Exercise ▸ Count the lines below that contain the word "dial", matching case exactly, and give only the number.

--- Start of Records ---

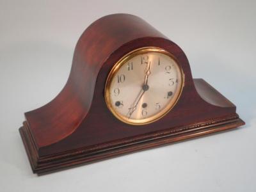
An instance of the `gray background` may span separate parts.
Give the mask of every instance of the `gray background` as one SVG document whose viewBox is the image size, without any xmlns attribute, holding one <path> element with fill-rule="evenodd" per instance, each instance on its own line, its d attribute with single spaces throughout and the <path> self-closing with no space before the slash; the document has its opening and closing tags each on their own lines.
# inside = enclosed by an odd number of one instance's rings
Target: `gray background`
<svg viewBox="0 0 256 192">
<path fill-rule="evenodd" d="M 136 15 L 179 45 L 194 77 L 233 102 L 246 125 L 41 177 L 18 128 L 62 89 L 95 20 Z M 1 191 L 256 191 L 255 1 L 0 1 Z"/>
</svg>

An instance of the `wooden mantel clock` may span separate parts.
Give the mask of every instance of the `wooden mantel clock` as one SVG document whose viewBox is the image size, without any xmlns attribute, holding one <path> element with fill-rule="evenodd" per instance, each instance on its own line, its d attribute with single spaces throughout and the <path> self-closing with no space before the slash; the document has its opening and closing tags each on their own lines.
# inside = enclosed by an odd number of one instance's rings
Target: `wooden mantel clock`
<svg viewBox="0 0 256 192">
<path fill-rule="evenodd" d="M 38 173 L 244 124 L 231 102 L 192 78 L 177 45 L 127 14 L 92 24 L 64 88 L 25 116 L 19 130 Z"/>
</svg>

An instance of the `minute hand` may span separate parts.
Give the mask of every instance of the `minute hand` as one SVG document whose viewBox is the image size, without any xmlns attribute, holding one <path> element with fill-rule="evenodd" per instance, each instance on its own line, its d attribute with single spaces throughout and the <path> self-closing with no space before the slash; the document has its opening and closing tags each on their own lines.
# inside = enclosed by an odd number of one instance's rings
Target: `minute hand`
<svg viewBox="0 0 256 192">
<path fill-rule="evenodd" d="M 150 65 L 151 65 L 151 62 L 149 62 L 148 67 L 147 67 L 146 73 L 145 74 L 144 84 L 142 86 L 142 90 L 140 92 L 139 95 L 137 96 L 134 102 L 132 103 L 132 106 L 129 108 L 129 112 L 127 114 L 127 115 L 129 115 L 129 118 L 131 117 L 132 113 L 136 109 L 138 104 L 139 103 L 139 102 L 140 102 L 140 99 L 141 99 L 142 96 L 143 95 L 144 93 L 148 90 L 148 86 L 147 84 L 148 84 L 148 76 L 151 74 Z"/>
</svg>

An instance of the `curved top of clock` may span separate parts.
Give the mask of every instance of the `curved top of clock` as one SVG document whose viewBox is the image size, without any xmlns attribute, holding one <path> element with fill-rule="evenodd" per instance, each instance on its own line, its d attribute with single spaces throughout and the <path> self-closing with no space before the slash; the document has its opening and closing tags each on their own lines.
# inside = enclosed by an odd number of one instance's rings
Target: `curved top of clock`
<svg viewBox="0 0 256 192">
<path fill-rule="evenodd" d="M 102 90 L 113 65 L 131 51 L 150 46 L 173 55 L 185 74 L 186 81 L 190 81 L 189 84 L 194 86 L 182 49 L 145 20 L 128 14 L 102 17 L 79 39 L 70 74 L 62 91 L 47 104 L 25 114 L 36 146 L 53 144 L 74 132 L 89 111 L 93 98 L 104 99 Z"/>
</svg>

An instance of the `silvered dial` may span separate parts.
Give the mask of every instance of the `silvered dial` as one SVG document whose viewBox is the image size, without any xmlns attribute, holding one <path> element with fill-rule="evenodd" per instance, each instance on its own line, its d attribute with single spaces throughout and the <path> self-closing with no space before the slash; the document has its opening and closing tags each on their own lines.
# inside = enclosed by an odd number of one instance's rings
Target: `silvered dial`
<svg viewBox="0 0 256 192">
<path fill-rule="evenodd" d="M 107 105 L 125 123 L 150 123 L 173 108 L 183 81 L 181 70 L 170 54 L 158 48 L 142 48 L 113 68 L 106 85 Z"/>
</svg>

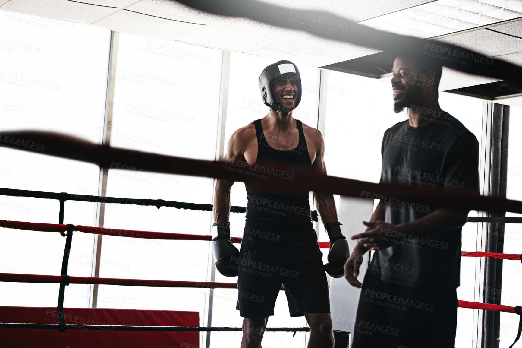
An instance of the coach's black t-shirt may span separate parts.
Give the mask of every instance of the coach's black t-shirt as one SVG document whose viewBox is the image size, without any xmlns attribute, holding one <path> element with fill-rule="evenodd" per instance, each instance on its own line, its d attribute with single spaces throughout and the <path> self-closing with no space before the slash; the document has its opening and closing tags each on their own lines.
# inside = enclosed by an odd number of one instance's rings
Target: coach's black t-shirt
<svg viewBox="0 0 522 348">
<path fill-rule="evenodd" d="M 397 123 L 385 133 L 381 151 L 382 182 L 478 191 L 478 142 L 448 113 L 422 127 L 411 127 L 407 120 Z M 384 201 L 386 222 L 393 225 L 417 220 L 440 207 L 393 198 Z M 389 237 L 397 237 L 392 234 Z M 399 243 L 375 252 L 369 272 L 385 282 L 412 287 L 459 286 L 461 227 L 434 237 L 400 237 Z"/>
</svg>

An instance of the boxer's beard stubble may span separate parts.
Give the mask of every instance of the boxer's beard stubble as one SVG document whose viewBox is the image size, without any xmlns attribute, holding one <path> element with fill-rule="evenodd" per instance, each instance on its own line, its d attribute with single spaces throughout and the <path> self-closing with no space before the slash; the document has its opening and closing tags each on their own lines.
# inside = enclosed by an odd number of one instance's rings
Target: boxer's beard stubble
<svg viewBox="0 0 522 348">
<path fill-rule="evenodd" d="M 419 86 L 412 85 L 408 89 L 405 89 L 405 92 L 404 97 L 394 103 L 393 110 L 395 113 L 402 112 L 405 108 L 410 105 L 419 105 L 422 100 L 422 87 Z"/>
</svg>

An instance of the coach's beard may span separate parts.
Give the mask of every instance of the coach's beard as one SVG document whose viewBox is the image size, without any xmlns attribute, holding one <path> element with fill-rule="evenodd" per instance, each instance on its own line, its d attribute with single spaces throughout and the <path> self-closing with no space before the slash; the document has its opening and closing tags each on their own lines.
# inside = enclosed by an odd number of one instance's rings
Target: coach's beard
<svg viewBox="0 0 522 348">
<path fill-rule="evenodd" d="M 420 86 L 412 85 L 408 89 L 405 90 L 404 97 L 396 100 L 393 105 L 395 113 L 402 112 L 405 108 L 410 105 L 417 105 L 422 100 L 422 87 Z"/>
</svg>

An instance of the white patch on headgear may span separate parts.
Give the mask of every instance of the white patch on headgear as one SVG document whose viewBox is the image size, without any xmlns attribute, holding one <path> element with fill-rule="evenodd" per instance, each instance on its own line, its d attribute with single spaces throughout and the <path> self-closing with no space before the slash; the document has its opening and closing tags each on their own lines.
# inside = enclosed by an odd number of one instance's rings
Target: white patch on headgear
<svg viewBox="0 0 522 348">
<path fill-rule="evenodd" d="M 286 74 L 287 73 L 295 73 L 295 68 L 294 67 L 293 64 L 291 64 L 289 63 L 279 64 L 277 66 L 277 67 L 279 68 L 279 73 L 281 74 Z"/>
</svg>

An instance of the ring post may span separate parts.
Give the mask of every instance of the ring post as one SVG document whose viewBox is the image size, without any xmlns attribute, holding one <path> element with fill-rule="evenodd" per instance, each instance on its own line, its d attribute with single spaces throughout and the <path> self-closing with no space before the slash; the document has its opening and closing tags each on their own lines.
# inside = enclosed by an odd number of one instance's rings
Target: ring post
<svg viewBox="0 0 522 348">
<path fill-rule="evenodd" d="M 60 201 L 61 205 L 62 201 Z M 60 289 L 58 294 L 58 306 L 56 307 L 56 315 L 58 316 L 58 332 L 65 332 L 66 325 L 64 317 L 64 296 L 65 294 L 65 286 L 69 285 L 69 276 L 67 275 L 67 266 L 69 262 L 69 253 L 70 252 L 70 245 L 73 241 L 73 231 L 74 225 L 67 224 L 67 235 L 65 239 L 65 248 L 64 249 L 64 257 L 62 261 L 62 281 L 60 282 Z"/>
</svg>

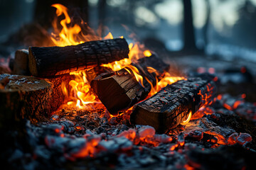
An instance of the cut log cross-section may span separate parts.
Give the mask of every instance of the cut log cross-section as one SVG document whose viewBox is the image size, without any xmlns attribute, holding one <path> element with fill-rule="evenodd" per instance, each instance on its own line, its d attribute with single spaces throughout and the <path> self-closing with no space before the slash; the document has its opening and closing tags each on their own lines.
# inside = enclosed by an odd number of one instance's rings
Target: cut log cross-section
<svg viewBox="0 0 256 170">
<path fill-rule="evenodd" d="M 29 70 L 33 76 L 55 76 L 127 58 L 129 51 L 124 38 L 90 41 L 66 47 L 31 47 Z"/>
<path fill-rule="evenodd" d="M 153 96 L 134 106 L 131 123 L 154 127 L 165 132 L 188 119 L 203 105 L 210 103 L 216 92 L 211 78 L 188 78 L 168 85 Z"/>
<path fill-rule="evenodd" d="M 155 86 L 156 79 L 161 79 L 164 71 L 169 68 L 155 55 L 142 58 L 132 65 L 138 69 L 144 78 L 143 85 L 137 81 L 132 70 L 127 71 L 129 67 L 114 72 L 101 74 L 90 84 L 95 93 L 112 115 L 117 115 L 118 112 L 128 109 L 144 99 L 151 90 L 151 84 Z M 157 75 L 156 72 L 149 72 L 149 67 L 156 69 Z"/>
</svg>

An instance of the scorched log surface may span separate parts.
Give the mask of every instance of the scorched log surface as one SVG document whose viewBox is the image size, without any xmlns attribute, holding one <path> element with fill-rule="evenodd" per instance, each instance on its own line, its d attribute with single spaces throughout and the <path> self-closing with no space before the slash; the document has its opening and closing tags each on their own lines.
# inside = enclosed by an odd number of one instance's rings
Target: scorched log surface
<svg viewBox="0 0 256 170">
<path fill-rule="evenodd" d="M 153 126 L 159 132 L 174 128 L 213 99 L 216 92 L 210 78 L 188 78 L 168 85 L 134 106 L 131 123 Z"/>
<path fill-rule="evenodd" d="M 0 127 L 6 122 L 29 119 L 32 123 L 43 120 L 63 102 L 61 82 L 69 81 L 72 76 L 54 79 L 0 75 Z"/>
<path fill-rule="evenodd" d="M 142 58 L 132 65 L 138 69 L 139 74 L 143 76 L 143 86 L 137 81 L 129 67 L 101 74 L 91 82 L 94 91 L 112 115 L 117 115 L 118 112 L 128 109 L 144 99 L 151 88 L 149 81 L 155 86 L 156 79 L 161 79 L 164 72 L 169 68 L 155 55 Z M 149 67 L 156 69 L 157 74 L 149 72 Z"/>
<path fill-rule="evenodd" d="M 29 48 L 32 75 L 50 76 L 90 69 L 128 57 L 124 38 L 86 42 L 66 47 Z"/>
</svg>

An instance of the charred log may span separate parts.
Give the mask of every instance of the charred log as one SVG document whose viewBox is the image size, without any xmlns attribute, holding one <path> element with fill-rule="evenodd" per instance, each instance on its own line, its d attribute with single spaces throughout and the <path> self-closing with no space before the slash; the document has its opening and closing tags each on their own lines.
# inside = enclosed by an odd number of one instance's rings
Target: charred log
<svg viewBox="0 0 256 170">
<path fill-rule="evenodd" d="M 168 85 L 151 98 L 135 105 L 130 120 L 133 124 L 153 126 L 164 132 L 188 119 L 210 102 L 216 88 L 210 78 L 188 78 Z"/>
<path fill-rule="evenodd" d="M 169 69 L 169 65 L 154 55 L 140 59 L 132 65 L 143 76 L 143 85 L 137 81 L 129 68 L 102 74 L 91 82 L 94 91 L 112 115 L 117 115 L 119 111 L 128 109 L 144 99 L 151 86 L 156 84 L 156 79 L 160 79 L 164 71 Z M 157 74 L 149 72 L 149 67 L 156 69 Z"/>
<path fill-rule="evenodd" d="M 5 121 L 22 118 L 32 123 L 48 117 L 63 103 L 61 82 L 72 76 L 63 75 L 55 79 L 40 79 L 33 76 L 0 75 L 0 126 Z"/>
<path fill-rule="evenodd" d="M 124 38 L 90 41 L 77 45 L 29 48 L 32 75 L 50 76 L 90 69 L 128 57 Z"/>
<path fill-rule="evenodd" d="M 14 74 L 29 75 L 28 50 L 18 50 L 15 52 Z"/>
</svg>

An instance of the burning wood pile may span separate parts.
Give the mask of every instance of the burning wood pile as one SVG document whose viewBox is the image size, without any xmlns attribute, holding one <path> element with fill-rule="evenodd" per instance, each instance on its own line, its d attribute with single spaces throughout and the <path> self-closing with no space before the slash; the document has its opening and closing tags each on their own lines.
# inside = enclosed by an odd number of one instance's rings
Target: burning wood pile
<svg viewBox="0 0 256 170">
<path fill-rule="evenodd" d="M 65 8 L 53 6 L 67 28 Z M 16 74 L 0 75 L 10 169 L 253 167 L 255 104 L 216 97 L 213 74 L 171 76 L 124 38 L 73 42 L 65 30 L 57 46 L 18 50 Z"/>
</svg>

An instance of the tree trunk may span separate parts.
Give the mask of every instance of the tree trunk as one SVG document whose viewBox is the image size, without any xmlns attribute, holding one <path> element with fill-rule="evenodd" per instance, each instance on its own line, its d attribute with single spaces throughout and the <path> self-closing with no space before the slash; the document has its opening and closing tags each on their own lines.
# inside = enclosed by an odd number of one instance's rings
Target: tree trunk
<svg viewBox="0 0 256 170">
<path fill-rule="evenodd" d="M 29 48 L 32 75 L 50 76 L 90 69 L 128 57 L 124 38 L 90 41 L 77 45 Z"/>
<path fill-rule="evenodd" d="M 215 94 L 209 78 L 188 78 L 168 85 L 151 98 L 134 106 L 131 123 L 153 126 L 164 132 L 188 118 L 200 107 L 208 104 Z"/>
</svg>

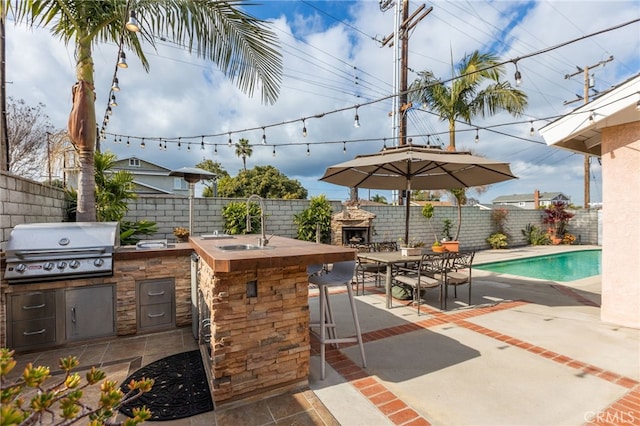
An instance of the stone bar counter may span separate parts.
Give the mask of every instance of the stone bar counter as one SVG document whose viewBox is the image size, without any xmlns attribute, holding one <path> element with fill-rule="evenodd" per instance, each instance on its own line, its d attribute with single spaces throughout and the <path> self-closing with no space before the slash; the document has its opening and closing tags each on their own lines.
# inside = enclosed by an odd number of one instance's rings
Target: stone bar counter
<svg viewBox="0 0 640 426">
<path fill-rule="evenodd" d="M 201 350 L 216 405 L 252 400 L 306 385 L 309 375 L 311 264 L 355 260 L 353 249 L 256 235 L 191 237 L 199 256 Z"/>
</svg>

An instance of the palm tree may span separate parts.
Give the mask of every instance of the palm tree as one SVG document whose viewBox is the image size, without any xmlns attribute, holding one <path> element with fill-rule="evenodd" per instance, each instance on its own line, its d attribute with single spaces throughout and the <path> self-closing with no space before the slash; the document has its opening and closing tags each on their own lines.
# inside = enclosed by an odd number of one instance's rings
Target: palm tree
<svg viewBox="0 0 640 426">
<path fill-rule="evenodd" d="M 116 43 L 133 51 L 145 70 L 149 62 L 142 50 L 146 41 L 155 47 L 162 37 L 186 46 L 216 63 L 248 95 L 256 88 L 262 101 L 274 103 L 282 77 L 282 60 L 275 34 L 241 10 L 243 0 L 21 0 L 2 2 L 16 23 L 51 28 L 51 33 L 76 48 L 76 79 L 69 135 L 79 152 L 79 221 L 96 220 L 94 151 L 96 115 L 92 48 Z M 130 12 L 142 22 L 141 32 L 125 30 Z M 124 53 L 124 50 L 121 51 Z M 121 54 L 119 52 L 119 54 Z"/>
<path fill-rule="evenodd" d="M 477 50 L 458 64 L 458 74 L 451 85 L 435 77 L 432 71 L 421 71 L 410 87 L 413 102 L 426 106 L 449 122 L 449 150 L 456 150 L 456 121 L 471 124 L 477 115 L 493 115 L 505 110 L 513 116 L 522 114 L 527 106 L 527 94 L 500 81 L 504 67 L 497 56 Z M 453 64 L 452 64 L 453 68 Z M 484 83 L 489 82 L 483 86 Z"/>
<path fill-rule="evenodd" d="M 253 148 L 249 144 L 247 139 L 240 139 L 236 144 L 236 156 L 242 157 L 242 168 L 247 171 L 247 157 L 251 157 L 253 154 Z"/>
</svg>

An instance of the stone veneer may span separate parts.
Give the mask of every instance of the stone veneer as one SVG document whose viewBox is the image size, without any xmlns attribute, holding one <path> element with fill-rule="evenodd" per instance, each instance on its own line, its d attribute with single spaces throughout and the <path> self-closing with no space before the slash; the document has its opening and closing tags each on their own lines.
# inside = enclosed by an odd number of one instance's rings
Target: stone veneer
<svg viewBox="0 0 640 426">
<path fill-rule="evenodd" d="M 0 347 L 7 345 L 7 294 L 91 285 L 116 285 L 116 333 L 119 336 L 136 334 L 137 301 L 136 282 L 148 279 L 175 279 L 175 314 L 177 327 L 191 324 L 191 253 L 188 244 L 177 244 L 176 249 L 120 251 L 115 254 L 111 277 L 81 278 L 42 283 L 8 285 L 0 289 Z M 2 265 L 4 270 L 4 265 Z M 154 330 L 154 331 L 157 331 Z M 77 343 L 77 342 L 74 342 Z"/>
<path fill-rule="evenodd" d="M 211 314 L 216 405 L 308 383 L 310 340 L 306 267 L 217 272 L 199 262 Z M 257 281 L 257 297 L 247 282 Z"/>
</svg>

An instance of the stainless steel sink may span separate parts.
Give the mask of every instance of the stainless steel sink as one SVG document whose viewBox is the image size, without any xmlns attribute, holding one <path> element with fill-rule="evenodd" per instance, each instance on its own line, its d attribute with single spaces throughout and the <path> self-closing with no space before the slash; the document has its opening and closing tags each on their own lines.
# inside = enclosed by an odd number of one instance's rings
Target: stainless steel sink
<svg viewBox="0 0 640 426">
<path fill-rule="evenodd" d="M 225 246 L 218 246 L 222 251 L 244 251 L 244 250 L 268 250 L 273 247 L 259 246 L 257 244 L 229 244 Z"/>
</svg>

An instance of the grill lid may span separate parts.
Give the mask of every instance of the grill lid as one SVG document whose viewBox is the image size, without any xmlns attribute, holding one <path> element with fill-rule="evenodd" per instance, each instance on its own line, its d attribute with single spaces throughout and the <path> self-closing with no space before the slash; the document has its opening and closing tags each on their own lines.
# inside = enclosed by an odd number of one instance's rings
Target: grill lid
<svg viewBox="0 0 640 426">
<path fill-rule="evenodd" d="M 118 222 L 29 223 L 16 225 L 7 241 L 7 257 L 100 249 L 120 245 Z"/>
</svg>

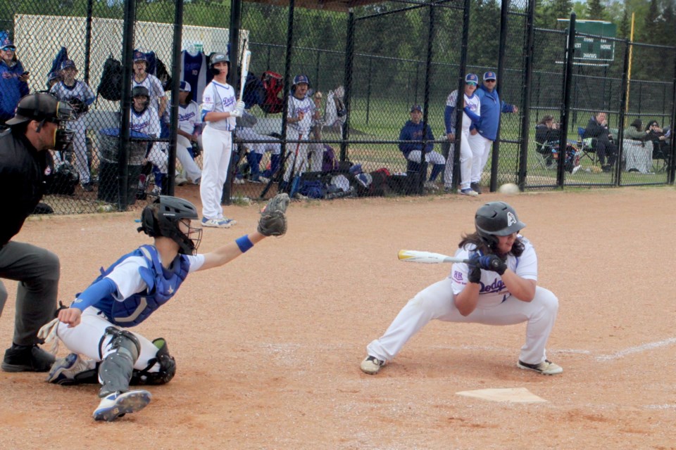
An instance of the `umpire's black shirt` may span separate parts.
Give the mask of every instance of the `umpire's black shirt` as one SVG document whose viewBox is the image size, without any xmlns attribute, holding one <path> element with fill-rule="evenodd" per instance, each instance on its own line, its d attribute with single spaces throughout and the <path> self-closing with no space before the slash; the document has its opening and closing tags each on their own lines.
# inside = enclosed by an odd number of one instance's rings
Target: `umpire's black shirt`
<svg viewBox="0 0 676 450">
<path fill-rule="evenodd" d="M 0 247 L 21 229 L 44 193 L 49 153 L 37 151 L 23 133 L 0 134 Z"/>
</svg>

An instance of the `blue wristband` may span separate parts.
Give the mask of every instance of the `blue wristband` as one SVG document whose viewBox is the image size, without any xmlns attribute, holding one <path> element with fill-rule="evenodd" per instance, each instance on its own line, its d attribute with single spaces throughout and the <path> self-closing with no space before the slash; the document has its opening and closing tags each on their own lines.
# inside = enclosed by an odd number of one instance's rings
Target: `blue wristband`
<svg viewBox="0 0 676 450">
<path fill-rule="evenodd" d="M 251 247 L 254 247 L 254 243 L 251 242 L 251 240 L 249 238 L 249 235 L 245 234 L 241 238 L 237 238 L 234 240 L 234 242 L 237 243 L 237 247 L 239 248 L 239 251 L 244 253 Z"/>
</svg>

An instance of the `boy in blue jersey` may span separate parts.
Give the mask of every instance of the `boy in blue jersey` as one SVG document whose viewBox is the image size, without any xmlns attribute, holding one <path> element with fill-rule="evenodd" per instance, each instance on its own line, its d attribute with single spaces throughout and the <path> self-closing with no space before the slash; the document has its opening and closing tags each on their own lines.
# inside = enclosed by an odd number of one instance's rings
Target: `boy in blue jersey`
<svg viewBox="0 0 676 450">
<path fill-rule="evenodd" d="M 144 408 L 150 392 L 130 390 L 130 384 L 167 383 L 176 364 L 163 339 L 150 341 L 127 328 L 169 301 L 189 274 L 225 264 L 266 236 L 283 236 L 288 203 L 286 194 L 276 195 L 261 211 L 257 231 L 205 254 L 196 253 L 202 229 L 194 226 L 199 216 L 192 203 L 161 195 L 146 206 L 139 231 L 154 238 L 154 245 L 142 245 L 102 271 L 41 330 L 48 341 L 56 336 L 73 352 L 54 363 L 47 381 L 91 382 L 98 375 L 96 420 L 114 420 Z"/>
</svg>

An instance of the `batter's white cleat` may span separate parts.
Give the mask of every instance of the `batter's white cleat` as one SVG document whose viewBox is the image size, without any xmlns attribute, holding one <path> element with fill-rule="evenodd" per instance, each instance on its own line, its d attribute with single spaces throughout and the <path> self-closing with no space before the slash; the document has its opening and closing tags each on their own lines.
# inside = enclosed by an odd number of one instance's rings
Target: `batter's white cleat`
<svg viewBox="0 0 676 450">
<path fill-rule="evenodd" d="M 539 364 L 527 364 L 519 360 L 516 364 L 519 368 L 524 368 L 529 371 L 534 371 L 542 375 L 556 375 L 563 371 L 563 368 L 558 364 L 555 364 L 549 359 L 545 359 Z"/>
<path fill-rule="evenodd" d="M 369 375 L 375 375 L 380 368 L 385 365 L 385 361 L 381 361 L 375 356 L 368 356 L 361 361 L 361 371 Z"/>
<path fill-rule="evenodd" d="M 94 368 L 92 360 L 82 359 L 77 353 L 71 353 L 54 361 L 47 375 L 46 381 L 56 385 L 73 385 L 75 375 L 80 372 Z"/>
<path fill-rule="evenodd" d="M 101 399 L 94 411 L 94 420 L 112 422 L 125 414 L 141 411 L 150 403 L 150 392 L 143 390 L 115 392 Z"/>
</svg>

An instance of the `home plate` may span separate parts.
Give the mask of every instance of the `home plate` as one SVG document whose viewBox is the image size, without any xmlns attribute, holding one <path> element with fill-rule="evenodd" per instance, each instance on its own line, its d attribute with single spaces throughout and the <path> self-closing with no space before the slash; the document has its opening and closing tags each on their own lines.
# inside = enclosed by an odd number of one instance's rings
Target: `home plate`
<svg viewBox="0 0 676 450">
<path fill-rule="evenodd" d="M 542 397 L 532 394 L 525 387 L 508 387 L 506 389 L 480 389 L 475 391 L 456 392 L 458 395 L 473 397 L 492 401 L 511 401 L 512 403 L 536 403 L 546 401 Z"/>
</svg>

--- End of Records ---

Answer to this problem ▸ 3